GIVEN REQUEST: Quote the records beneath, complete and exact. Leave out images.

begin WORKING DATA

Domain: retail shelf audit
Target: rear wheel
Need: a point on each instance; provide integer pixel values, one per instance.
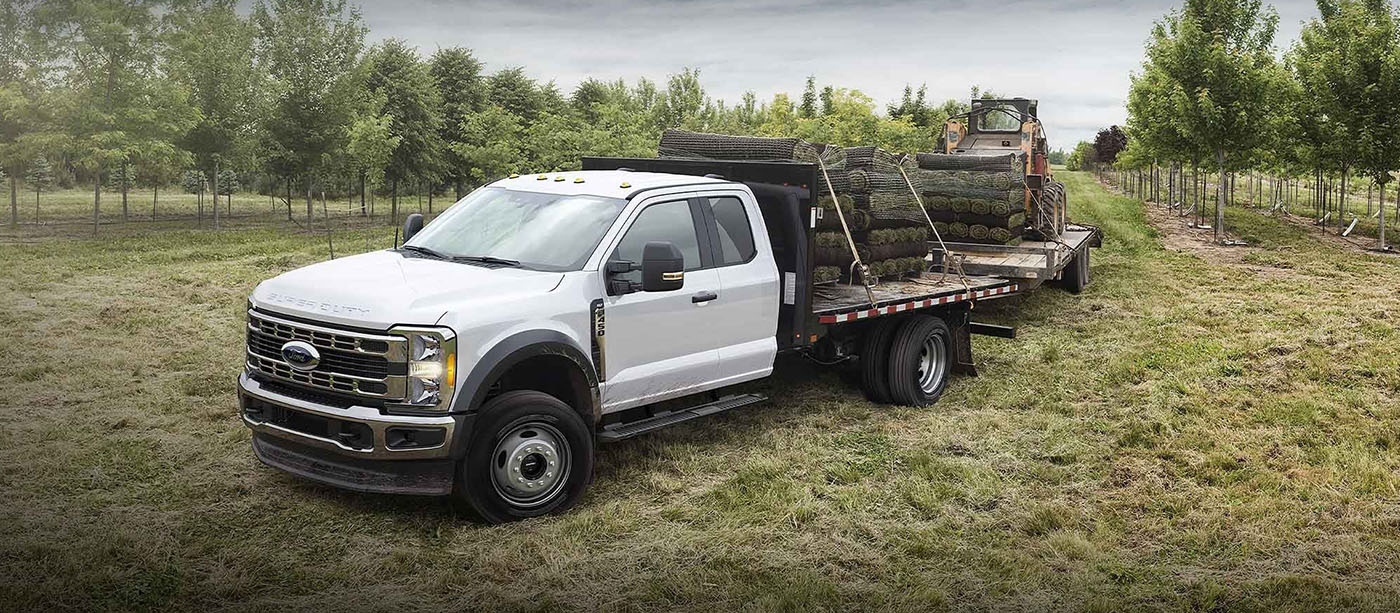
(1077, 275)
(875, 358)
(529, 455)
(920, 360)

end WORKING DATA

RESULT OF THE EXERCISE:
Domain: retail shelf audit
Target: rear wheel
Need: a point on each instance; provide integer pixel values, one per instance.
(1077, 275)
(875, 358)
(529, 455)
(920, 360)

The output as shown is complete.